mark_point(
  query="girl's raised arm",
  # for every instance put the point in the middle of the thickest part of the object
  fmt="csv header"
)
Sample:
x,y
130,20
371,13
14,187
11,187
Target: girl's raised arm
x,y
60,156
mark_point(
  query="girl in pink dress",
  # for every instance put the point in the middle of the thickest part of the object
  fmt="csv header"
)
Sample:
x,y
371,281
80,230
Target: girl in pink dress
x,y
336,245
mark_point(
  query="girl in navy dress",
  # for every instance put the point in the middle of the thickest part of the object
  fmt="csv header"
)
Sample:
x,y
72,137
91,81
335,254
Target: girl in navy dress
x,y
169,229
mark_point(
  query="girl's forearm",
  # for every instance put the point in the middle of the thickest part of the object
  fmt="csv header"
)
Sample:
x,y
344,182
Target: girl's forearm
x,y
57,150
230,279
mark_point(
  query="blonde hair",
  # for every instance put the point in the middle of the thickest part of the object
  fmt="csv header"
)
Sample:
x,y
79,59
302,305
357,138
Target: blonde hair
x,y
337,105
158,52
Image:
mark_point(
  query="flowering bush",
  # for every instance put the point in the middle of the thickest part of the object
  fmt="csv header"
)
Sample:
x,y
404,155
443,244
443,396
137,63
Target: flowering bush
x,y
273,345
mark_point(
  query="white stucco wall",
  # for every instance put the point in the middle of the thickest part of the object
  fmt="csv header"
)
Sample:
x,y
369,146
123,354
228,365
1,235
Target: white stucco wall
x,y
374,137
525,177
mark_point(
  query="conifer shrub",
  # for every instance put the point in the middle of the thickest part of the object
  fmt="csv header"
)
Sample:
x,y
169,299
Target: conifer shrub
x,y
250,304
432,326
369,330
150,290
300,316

──────────

◆ Description of the task: Transcribe all of the material exactly. Omit nothing.

◆ Response below:
mark_point(
  query="girl's raised arm",
  # for every instance put the point in the middle of the thickest part of the object
  fmt="csv header"
)
Sample:
x,y
130,20
371,13
14,187
11,187
Target: girl's raised arm
x,y
60,156
mark_point(
  query="girl in pink dress",
  # for every instance put the point in the middle of the thickest part of the object
  fmt="csv header"
)
Sample:
x,y
371,281
80,230
Target: girl in pink dress
x,y
336,245
mark_point(
  query="girl in navy dress",
  # for every instance put the point in the middle of the thickest part of the object
  fmt="csv header"
)
Sample:
x,y
72,137
91,81
335,254
Target: girl in navy dress
x,y
169,229
mark_point(
  query="girl's forearm",
  # for every instance put the point in the middle of the thickest part of the object
  fmt="csv header"
)
Sample:
x,y
344,182
Target: girl's forearm
x,y
57,150
230,279
mark_point(
  query="blonde hair",
  # for every instance put the point in the middle of the thickest part of the object
  fmt="csv header"
)
Sample:
x,y
79,59
302,305
357,138
Target: blonde hair
x,y
337,105
158,52
Image:
mark_point(
  query="flowering bush",
  # for every instance put the point in the middle of the thickest part of the object
  fmt="csv header"
)
Sample:
x,y
404,155
443,244
443,396
137,63
Target: flowering bush
x,y
273,345
mark_point(
  query="white stucco wall",
  # for every instance put the point in the middle of the thickest part of the object
  fmt="csv header"
)
Sample:
x,y
369,146
123,354
228,365
1,235
Target: white stucco wall
x,y
374,137
525,177
mark_point(
  query="conifer shrub",
  # for every instance put the point in the middle of the thickest part of the object
  fmt="csv header"
)
Sample:
x,y
169,299
Target: conifer shrub
x,y
250,304
432,326
369,330
150,290
300,316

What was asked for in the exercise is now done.